**Assignment**
Across the entries below, how many lines contain the word "wooden"? Give the number alone.

======== The records ========

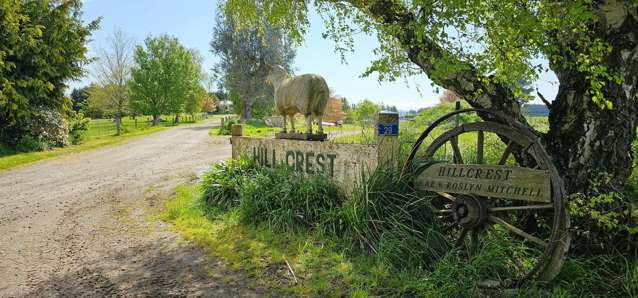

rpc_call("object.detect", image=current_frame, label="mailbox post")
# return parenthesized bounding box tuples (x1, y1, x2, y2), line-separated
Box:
(376, 111, 400, 170)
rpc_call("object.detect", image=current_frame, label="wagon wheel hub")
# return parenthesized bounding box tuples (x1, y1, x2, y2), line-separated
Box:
(452, 195, 487, 229)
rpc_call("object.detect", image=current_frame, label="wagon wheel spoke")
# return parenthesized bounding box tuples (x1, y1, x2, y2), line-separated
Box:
(450, 137, 464, 164)
(469, 230, 479, 256)
(488, 215, 548, 248)
(437, 192, 457, 202)
(488, 204, 553, 212)
(427, 200, 454, 214)
(498, 140, 514, 165)
(434, 208, 454, 214)
(476, 130, 484, 164)
(455, 227, 470, 248)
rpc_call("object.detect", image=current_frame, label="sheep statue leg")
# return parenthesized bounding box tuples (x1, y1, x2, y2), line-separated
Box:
(306, 115, 313, 135)
(290, 115, 296, 133)
(282, 114, 287, 133)
(316, 116, 324, 135)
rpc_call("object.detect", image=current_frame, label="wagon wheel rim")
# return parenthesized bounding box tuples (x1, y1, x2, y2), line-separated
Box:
(403, 111, 570, 287)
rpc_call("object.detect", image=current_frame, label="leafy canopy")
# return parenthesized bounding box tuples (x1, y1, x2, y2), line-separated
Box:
(224, 0, 630, 108)
(129, 35, 205, 118)
(0, 0, 98, 144)
(355, 99, 380, 125)
(211, 4, 296, 120)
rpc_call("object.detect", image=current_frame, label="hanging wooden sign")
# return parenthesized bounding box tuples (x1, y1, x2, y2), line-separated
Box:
(413, 164, 551, 202)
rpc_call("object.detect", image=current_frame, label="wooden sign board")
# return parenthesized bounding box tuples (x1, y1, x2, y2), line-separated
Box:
(231, 136, 387, 194)
(414, 164, 551, 202)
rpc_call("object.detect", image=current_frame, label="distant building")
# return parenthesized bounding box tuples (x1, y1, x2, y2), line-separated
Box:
(218, 100, 233, 114)
(323, 96, 346, 124)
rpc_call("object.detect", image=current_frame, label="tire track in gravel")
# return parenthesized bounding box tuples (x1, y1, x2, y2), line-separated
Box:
(0, 120, 274, 297)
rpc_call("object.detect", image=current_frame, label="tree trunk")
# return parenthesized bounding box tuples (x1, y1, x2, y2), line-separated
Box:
(543, 4, 638, 251)
(544, 72, 637, 253)
(240, 100, 253, 123)
(546, 0, 638, 194)
(547, 78, 638, 195)
(114, 115, 122, 136)
(152, 114, 160, 126)
(174, 114, 180, 124)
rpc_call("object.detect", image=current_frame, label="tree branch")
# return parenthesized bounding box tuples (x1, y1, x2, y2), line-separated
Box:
(536, 89, 552, 109)
(346, 0, 534, 129)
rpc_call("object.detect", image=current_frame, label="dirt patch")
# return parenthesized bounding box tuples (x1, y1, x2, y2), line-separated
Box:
(0, 121, 274, 297)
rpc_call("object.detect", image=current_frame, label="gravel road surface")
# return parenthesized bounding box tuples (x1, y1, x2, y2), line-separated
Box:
(0, 120, 271, 297)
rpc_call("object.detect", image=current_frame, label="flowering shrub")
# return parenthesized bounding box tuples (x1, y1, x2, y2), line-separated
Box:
(16, 107, 69, 151)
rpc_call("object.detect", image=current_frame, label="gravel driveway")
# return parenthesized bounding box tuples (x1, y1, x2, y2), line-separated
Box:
(0, 120, 270, 297)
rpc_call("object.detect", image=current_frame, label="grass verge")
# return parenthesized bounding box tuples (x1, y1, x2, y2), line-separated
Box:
(0, 125, 166, 171)
(161, 184, 386, 297)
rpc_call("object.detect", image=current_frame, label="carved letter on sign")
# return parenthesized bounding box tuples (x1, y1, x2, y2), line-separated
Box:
(413, 164, 551, 203)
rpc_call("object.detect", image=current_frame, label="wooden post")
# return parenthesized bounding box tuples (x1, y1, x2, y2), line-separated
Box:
(453, 100, 461, 163)
(230, 124, 243, 157)
(376, 111, 400, 171)
(231, 124, 243, 137)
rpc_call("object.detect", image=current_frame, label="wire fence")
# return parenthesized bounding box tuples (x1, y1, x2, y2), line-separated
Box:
(87, 113, 209, 138)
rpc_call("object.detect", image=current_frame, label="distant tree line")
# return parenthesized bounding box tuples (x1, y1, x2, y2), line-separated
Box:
(71, 32, 220, 133)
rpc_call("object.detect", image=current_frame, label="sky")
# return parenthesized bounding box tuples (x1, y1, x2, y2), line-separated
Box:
(74, 0, 558, 110)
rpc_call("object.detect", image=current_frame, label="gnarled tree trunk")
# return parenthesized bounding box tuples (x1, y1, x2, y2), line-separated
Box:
(546, 0, 638, 196)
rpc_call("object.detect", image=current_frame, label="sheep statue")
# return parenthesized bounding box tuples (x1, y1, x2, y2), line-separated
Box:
(266, 65, 329, 138)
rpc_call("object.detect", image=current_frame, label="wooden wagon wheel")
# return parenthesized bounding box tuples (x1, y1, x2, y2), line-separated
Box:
(403, 109, 570, 287)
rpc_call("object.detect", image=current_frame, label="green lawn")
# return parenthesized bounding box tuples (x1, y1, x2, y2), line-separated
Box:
(0, 114, 224, 172)
(210, 117, 362, 138)
(87, 114, 209, 139)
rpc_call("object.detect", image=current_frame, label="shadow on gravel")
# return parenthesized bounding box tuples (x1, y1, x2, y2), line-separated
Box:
(21, 241, 273, 298)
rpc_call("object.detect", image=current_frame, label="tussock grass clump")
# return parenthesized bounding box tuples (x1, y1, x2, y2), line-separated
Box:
(202, 157, 255, 209)
(202, 157, 345, 232)
(237, 165, 345, 232)
(200, 158, 450, 272)
(339, 168, 449, 271)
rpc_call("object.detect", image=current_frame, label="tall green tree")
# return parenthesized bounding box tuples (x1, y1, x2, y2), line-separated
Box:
(82, 84, 110, 119)
(210, 5, 296, 122)
(70, 86, 91, 112)
(355, 99, 380, 131)
(225, 0, 638, 250)
(129, 35, 204, 125)
(93, 29, 134, 135)
(0, 0, 98, 145)
(183, 49, 207, 117)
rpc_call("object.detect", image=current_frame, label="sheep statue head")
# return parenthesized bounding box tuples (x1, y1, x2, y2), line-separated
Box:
(266, 65, 329, 136)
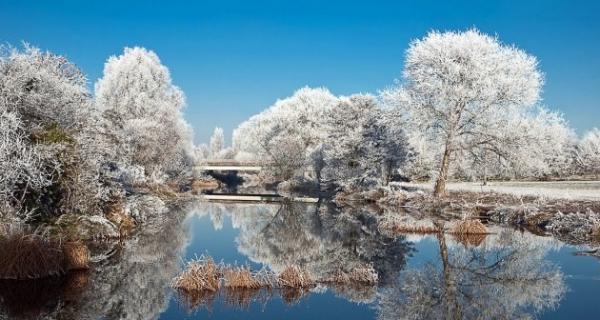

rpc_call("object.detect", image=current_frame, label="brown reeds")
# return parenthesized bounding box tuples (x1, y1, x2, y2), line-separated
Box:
(62, 242, 90, 270)
(173, 257, 380, 310)
(0, 230, 90, 280)
(449, 219, 489, 247)
(452, 233, 488, 247)
(380, 222, 442, 235)
(222, 265, 276, 288)
(172, 256, 221, 293)
(0, 233, 63, 279)
(278, 265, 315, 288)
(450, 219, 489, 235)
(222, 266, 262, 289)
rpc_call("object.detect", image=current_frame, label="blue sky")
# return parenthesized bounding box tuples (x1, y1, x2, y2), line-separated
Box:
(1, 0, 599, 143)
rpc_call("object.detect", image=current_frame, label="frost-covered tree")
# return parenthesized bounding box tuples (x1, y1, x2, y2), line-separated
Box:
(234, 88, 410, 187)
(233, 87, 338, 181)
(575, 128, 600, 177)
(209, 127, 225, 159)
(0, 111, 50, 215)
(384, 29, 542, 196)
(0, 45, 111, 219)
(453, 107, 575, 181)
(323, 94, 410, 188)
(95, 47, 193, 181)
(194, 143, 210, 162)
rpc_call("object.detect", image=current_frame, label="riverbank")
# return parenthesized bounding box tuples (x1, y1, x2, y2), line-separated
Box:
(334, 183, 600, 246)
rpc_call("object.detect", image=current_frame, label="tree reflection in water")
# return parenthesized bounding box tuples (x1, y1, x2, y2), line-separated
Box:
(198, 201, 566, 319)
(0, 200, 567, 320)
(0, 202, 192, 320)
(376, 230, 565, 320)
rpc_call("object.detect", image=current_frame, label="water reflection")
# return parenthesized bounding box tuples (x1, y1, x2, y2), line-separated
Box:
(377, 230, 565, 320)
(0, 203, 191, 320)
(0, 200, 577, 319)
(190, 201, 567, 319)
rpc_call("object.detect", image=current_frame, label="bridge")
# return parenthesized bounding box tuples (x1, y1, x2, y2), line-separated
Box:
(195, 160, 264, 172)
(201, 193, 319, 203)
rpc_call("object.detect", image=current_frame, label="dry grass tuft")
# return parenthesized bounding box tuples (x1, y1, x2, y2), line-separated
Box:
(278, 266, 314, 288)
(172, 256, 221, 293)
(0, 232, 64, 279)
(222, 266, 262, 289)
(452, 233, 488, 247)
(62, 242, 90, 270)
(380, 222, 442, 235)
(0, 230, 90, 280)
(451, 219, 488, 235)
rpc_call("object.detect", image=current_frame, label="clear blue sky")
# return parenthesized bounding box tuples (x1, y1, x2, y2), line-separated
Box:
(1, 0, 599, 143)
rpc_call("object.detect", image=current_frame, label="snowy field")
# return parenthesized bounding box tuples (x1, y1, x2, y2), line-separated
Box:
(404, 181, 600, 201)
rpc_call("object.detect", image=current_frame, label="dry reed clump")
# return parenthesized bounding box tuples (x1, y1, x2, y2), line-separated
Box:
(452, 233, 488, 247)
(222, 266, 262, 289)
(172, 256, 221, 293)
(278, 266, 315, 288)
(0, 232, 63, 279)
(447, 219, 489, 247)
(450, 219, 489, 235)
(62, 242, 90, 270)
(379, 221, 442, 235)
(0, 230, 90, 280)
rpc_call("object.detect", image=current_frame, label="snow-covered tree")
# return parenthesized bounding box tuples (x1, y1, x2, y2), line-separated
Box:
(209, 127, 225, 159)
(0, 110, 50, 215)
(234, 88, 411, 187)
(452, 107, 575, 181)
(384, 29, 543, 195)
(323, 94, 410, 188)
(0, 44, 111, 219)
(194, 143, 210, 162)
(575, 128, 600, 177)
(95, 47, 193, 181)
(233, 87, 338, 181)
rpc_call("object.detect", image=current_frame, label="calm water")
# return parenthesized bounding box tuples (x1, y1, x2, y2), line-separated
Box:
(0, 200, 599, 319)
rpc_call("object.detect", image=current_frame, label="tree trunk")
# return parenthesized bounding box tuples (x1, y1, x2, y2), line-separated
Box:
(482, 164, 488, 186)
(382, 161, 391, 186)
(437, 233, 461, 320)
(434, 142, 452, 197)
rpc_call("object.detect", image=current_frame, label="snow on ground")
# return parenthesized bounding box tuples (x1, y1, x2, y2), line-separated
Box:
(402, 181, 600, 201)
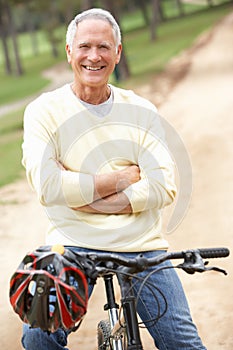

========

**Task output**
4